*Work to complete:* Convert every record below into a numbered list with one line per item, skipping any blank lines. Leave the picture lines out of the output.

-- Start --

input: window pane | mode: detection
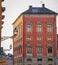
[47,36,52,41]
[37,36,42,41]
[26,22,32,32]
[27,45,32,54]
[47,22,52,32]
[37,46,42,54]
[48,46,52,53]
[36,22,42,32]
[26,36,32,41]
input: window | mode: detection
[38,64,42,65]
[26,22,32,33]
[14,28,18,35]
[36,22,42,33]
[37,46,42,54]
[47,22,52,32]
[48,46,52,53]
[27,58,32,61]
[26,36,32,41]
[27,44,32,54]
[37,36,42,41]
[47,36,52,41]
[48,58,53,61]
[48,64,53,65]
[37,58,42,61]
[19,25,22,34]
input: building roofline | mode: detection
[12,14,22,25]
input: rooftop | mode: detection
[22,4,57,14]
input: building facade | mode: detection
[13,4,57,65]
[5,54,13,65]
[0,0,6,65]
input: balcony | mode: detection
[2,7,5,12]
[2,0,4,2]
[2,15,5,19]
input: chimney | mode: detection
[42,4,45,8]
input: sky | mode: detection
[1,0,58,54]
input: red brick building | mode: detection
[13,4,57,65]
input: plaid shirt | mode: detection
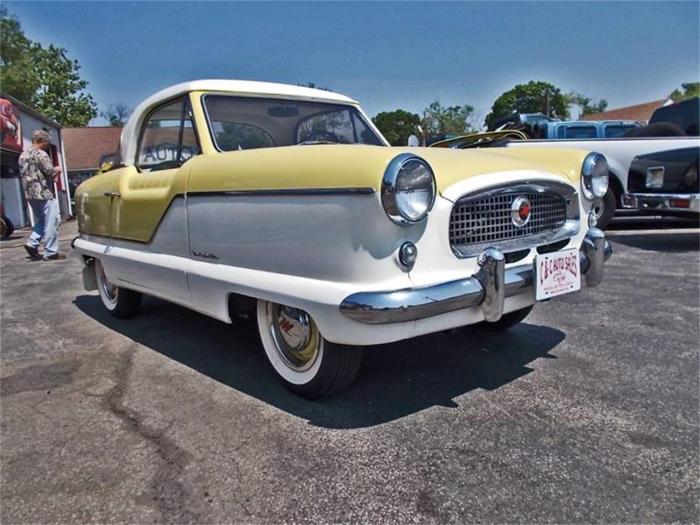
[19,146,54,201]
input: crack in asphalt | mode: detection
[103,347,200,523]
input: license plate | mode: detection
[646,166,666,188]
[535,248,581,301]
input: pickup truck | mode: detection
[431,98,700,228]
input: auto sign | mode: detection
[535,249,581,301]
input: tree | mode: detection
[566,91,608,116]
[421,100,476,136]
[0,7,97,126]
[0,6,40,102]
[100,102,131,128]
[486,80,569,128]
[669,82,700,102]
[372,109,420,146]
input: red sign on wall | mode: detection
[0,98,22,152]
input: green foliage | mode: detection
[486,80,569,128]
[100,102,131,128]
[0,7,97,126]
[566,91,608,116]
[421,100,475,137]
[669,82,700,102]
[372,109,420,146]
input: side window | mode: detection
[180,115,199,164]
[137,99,199,170]
[352,113,382,146]
[296,110,355,144]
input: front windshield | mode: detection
[204,95,383,151]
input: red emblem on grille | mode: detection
[510,195,532,226]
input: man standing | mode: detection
[19,129,66,261]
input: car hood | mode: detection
[186,144,588,193]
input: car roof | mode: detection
[120,79,357,166]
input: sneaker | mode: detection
[24,244,41,259]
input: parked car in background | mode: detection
[534,120,640,139]
[73,80,611,397]
[649,97,700,137]
[505,137,700,228]
[432,98,700,228]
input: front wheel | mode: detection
[94,259,142,319]
[257,300,362,399]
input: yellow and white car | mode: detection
[74,80,611,397]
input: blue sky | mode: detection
[3,1,700,126]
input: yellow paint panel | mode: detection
[76,141,587,242]
[187,145,586,192]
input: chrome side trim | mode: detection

-- End --

*Solution to this problem:*
1. input: window pane | mode: detection
2. [47,36,52,41]
3. [37,36,42,41]
4. [26,22,32,32]
5. [27,45,32,54]
6. [47,22,52,32]
7. [37,46,42,54]
8. [48,46,52,53]
9. [36,22,42,32]
10. [26,36,32,41]
11. input: window | mode: detection
12. [38,64,42,65]
13. [26,22,32,33]
14. [14,28,18,35]
15. [36,22,42,33]
16. [37,46,42,54]
17. [47,22,52,32]
18. [48,46,52,53]
19. [27,58,32,61]
20. [26,36,32,41]
21. [27,44,32,54]
22. [37,36,42,41]
23. [47,36,52,41]
24. [48,58,53,61]
25. [48,64,53,65]
26. [37,58,42,61]
27. [19,25,22,34]
28. input: building roofline | mode: detection
29. [12,14,22,25]
30. input: rooftop | mode: detection
31. [22,4,57,14]
32. input: building facade | mode: detection
33. [13,4,57,65]
34. [5,54,13,65]
35. [0,0,6,65]
36. input: balcony | mode: detection
37. [2,7,5,12]
38. [2,0,4,2]
39. [2,15,5,19]
40. input: chimney | mode: detection
41. [42,4,45,8]
42. input: sky | mode: detection
43. [1,0,58,54]
44. input: red brick building | mode: detection
45. [13,4,57,65]
46. input: plaid shirt | mode: detection
47. [19,146,54,201]
48. input: crack in asphalt | mode: detection
49. [103,347,200,523]
50. input: license plate | mode: detection
51. [646,166,666,188]
52. [535,248,581,301]
53. input: pickup truck | mode: detection
54. [431,98,700,228]
55. input: auto sign | mode: detection
56. [535,249,581,301]
57. input: tree | mode: detection
58. [566,91,608,116]
59. [421,100,476,136]
60. [0,7,97,126]
61. [0,6,40,102]
62. [100,102,131,128]
63. [486,80,569,128]
64. [669,82,700,102]
65. [372,109,420,146]
66. input: red sign on wall | mode: detection
67. [0,98,22,152]
68. input: green foliage | mode: detection
69. [486,80,569,128]
70. [100,102,131,128]
71. [0,7,97,126]
72. [566,91,608,116]
73. [421,100,475,137]
74. [669,82,700,102]
75. [372,109,420,146]
76. input: side window | mode: detection
77. [180,115,199,164]
78. [137,99,199,170]
79. [352,113,382,146]
80. [296,110,355,144]
81. input: front windshield | mode: detection
82. [204,95,383,151]
83. input: red emblem on grille | mode: detection
84. [510,195,532,226]
85. input: man standing | mode: detection
86. [19,129,66,261]
87. input: car hood | mode: detection
88. [186,144,588,193]
89. input: car roof | mode: detection
90. [120,79,357,166]
91. input: sneaker | mode: detection
92. [24,244,41,259]
93. input: parked car in background | mode: detection
94. [534,120,640,139]
95. [73,80,611,397]
96. [649,97,700,137]
97. [505,137,700,228]
98. [432,98,700,228]
99. input: front wheel | mode: detection
100. [94,259,142,319]
101. [257,300,362,399]
102. input: yellow and white car | mode: detection
103. [74,80,611,397]
104. input: blue sky | mode: detection
105. [3,1,700,126]
106. input: yellow paint panel | mode: detection
107. [76,141,587,242]
108. [187,145,586,192]
109. input: chrome side trim | mode: detection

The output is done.